[Annotation data for picture regions]
════
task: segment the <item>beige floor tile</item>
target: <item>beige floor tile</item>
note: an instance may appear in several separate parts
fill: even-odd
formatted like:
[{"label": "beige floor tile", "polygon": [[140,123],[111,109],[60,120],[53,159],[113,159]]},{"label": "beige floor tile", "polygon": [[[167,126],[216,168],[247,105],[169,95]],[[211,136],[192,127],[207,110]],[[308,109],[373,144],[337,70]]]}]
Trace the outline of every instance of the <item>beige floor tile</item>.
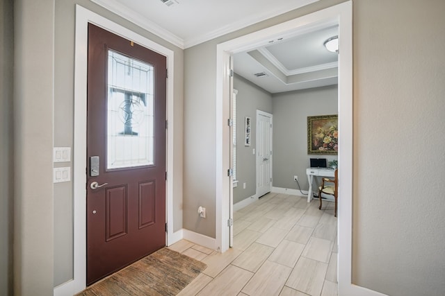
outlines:
[{"label": "beige floor tile", "polygon": [[306,227],[315,228],[318,223],[320,217],[321,216],[307,215],[305,213],[305,214],[301,216],[300,220],[298,220],[297,224],[298,225],[305,226]]},{"label": "beige floor tile", "polygon": [[273,227],[282,229],[291,230],[299,219],[300,217],[298,216],[284,216],[273,225]]},{"label": "beige floor tile", "polygon": [[274,248],[260,243],[254,243],[243,252],[232,264],[246,270],[256,272],[261,264],[272,254]]},{"label": "beige floor tile", "polygon": [[168,246],[168,248],[173,251],[182,253],[186,250],[192,247],[195,244],[185,239],[181,239],[177,243],[175,243],[173,245]]},{"label": "beige floor tile", "polygon": [[249,295],[278,295],[292,269],[266,261],[242,292]]},{"label": "beige floor tile", "polygon": [[244,207],[242,209],[238,209],[236,211],[241,212],[241,213],[250,213],[252,211],[256,211],[258,207],[259,204],[257,202],[252,202],[245,207]]},{"label": "beige floor tile", "polygon": [[311,205],[311,202],[307,202],[307,198],[300,199],[297,203],[293,205],[293,207],[298,209],[306,209]]},{"label": "beige floor tile", "polygon": [[277,204],[277,207],[275,209],[284,209],[287,211],[287,210],[293,207],[293,205],[296,203],[296,201],[290,201],[288,198],[286,198],[282,202]]},{"label": "beige floor tile", "polygon": [[267,212],[273,210],[277,207],[277,204],[273,204],[270,202],[263,202],[257,207],[257,211],[263,211]]},{"label": "beige floor tile", "polygon": [[292,216],[299,218],[303,216],[304,213],[305,209],[292,207],[291,208],[288,209],[287,211],[284,213],[284,216]]},{"label": "beige floor tile", "polygon": [[204,273],[200,273],[195,279],[186,286],[179,293],[178,296],[195,296],[200,292],[207,284],[213,279],[213,277],[209,277]]},{"label": "beige floor tile", "polygon": [[273,225],[275,222],[275,220],[273,220],[266,217],[261,217],[257,221],[252,222],[250,225],[249,225],[249,227],[248,227],[248,229],[264,234],[267,231],[267,229],[270,228],[270,227]]},{"label": "beige floor tile", "polygon": [[309,239],[301,256],[327,263],[333,245],[334,243],[330,241],[312,236]]},{"label": "beige floor tile", "polygon": [[202,260],[202,262],[207,265],[207,268],[202,272],[211,277],[216,277],[242,252],[243,251],[240,250],[231,248],[224,253],[216,253],[207,256]]},{"label": "beige floor tile", "polygon": [[[311,203],[311,207],[309,207],[307,208],[307,209],[306,210],[306,212],[305,213],[306,215],[309,215],[309,216],[315,216],[316,217],[321,218],[323,214],[324,211],[321,211],[320,209],[318,209],[318,206],[316,205],[315,203],[312,202]],[[318,222],[318,221],[317,221]]]},{"label": "beige floor tile", "polygon": [[284,286],[280,293],[280,296],[307,296],[307,294]]},{"label": "beige floor tile", "polygon": [[234,236],[234,248],[244,251],[261,236],[261,232],[244,229]]},{"label": "beige floor tile", "polygon": [[289,195],[287,194],[275,194],[275,196],[269,200],[269,202],[271,204],[280,204],[284,200],[286,200],[286,198],[287,198],[288,196]]},{"label": "beige floor tile", "polygon": [[236,295],[244,287],[254,274],[232,265],[229,265],[197,295]]},{"label": "beige floor tile", "polygon": [[275,209],[268,211],[264,214],[264,217],[268,218],[273,220],[280,220],[282,218],[284,214],[288,211],[287,209],[277,209],[275,207]]},{"label": "beige floor tile", "polygon": [[270,255],[268,260],[293,268],[305,249],[305,245],[283,240]]},{"label": "beige floor tile", "polygon": [[327,264],[300,256],[286,286],[318,296],[321,293],[327,270]]},{"label": "beige floor tile", "polygon": [[209,256],[206,253],[203,253],[191,247],[184,251],[182,254],[199,261],[202,261],[202,259]]},{"label": "beige floor tile", "polygon": [[325,281],[321,290],[321,296],[337,296],[339,286],[336,283]]},{"label": "beige floor tile", "polygon": [[257,240],[257,243],[277,247],[287,233],[287,230],[270,227]]},{"label": "beige floor tile", "polygon": [[243,220],[249,222],[254,222],[261,217],[264,217],[266,211],[253,211],[249,213],[246,213],[243,217]]},{"label": "beige floor tile", "polygon": [[323,211],[324,213],[321,216],[318,223],[322,224],[335,224],[337,223],[337,217],[334,216],[334,211]]},{"label": "beige floor tile", "polygon": [[318,223],[312,236],[334,242],[337,236],[337,225]]},{"label": "beige floor tile", "polygon": [[250,225],[253,223],[253,222],[245,221],[244,220],[236,220],[234,222],[234,236],[241,232],[243,230],[245,229],[247,227],[250,226]]},{"label": "beige floor tile", "polygon": [[306,245],[312,235],[314,228],[295,225],[287,234],[285,238],[288,241]]},{"label": "beige floor tile", "polygon": [[213,252],[213,250],[209,249],[208,247],[202,247],[202,245],[193,245],[192,247],[192,249],[195,249],[197,251],[202,252],[204,254],[207,254],[207,255],[210,255],[211,253]]},{"label": "beige floor tile", "polygon": [[327,272],[326,272],[326,277],[325,279],[332,281],[333,283],[337,282],[337,254],[332,253],[331,254],[331,259],[329,261],[329,265],[327,265]]}]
════
• REQUIREMENT: Render every line of the items above as a numbered list, skipping any blank lines. Leave out the pictures.

• OUTPUT OF THE EXERCISE:
1. task: segment the <item>beige floor tile</item>
2. target: <item>beige floor tile</item>
3. note: an instance may appear in several separate parts
4. fill: even-odd
5. formatted like:
6. [{"label": "beige floor tile", "polygon": [[140,123],[111,109],[60,120],[53,159],[113,159]]},{"label": "beige floor tile", "polygon": [[[167,126],[216,168],[247,105],[169,95]],[[211,136],[192,127],[207,110]],[[308,109],[373,144],[337,70]]]}]
7. Trace the outline of every instance of the <item>beige floor tile</item>.
8. outlines:
9. [{"label": "beige floor tile", "polygon": [[306,227],[315,228],[318,223],[320,217],[321,216],[307,215],[305,213],[305,214],[301,216],[300,220],[298,220],[297,224],[298,225],[305,226]]},{"label": "beige floor tile", "polygon": [[273,227],[282,229],[291,230],[299,219],[300,217],[298,216],[284,216],[273,225]]},{"label": "beige floor tile", "polygon": [[274,248],[260,243],[254,243],[243,252],[232,264],[246,270],[256,272],[261,264],[272,254]]},{"label": "beige floor tile", "polygon": [[168,246],[168,248],[173,251],[182,253],[186,250],[192,247],[195,244],[185,239],[181,239],[177,243],[175,243],[173,245]]},{"label": "beige floor tile", "polygon": [[249,295],[278,295],[292,269],[266,261],[242,292]]},{"label": "beige floor tile", "polygon": [[244,207],[242,209],[238,209],[236,211],[241,212],[241,213],[250,213],[252,211],[256,211],[258,207],[259,204],[257,202],[252,202],[245,207]]},{"label": "beige floor tile", "polygon": [[311,205],[311,202],[307,202],[307,198],[300,199],[297,203],[293,205],[293,207],[298,209],[306,209]]},{"label": "beige floor tile", "polygon": [[277,204],[277,207],[275,209],[284,209],[287,211],[287,210],[293,207],[293,205],[296,203],[296,201],[290,201],[288,198],[286,198],[282,202]]},{"label": "beige floor tile", "polygon": [[267,212],[273,210],[277,207],[277,204],[273,204],[270,202],[263,202],[257,207],[257,211],[263,211]]},{"label": "beige floor tile", "polygon": [[292,216],[299,218],[303,216],[304,213],[305,209],[292,207],[291,208],[288,209],[287,211],[284,213],[284,216]]},{"label": "beige floor tile", "polygon": [[204,273],[200,273],[195,279],[186,286],[179,293],[178,296],[195,296],[200,292],[207,284],[213,279],[213,277],[209,277]]},{"label": "beige floor tile", "polygon": [[273,225],[275,222],[275,220],[273,220],[266,217],[261,217],[257,221],[252,222],[250,225],[249,225],[249,227],[248,227],[248,229],[264,234],[267,231],[267,229],[270,228],[270,227]]},{"label": "beige floor tile", "polygon": [[309,239],[301,256],[327,263],[333,245],[334,243],[330,241],[312,236]]},{"label": "beige floor tile", "polygon": [[202,260],[202,262],[207,265],[207,268],[202,272],[211,277],[216,277],[242,252],[243,251],[240,250],[231,248],[224,253],[216,253],[207,256]]},{"label": "beige floor tile", "polygon": [[[311,203],[311,207],[309,207],[307,208],[307,209],[306,210],[306,212],[305,213],[306,215],[309,215],[309,216],[315,216],[316,217],[321,218],[323,214],[324,211],[321,211],[320,209],[318,209],[318,206],[316,205],[315,203],[312,202]],[[318,222],[318,221],[317,221]]]},{"label": "beige floor tile", "polygon": [[284,286],[280,293],[280,296],[307,296],[307,294]]},{"label": "beige floor tile", "polygon": [[234,236],[234,248],[244,251],[261,236],[261,232],[244,229]]},{"label": "beige floor tile", "polygon": [[289,195],[287,194],[275,194],[275,196],[269,200],[269,202],[271,204],[280,204],[284,200],[286,200],[286,198],[287,198],[288,196]]},{"label": "beige floor tile", "polygon": [[236,295],[244,287],[254,274],[232,265],[229,265],[197,295]]},{"label": "beige floor tile", "polygon": [[275,209],[268,211],[264,214],[264,217],[268,218],[273,220],[280,220],[282,218],[284,214],[288,211],[287,209],[277,209],[275,207]]},{"label": "beige floor tile", "polygon": [[270,255],[268,260],[293,268],[305,249],[305,245],[283,240]]},{"label": "beige floor tile", "polygon": [[327,264],[300,256],[286,286],[318,296],[321,293],[327,270]]},{"label": "beige floor tile", "polygon": [[209,256],[206,253],[203,253],[191,247],[184,251],[182,254],[199,261],[202,261],[202,259]]},{"label": "beige floor tile", "polygon": [[325,281],[321,290],[321,296],[337,296],[339,286],[336,283]]},{"label": "beige floor tile", "polygon": [[257,240],[257,243],[277,247],[287,233],[287,230],[270,227]]},{"label": "beige floor tile", "polygon": [[243,220],[249,222],[254,222],[261,217],[264,217],[266,211],[253,211],[249,213],[246,213],[243,217]]},{"label": "beige floor tile", "polygon": [[323,211],[324,213],[321,216],[318,223],[322,224],[335,224],[337,223],[337,217],[334,216],[334,211]]},{"label": "beige floor tile", "polygon": [[318,223],[312,236],[334,242],[337,236],[337,225]]},{"label": "beige floor tile", "polygon": [[250,225],[253,223],[253,222],[245,221],[244,220],[236,220],[234,222],[234,236],[241,232],[243,230],[245,229],[247,227],[250,226]]},{"label": "beige floor tile", "polygon": [[306,245],[312,235],[314,228],[295,225],[287,234],[285,238],[288,241]]},{"label": "beige floor tile", "polygon": [[213,252],[213,250],[209,249],[208,247],[202,247],[202,245],[193,245],[192,247],[192,249],[195,249],[197,251],[202,252],[204,254],[207,254],[207,255],[210,255],[211,253]]},{"label": "beige floor tile", "polygon": [[327,272],[326,272],[326,277],[325,279],[332,281],[333,283],[337,282],[337,254],[332,253],[331,254],[331,259],[329,261],[329,265],[327,265]]}]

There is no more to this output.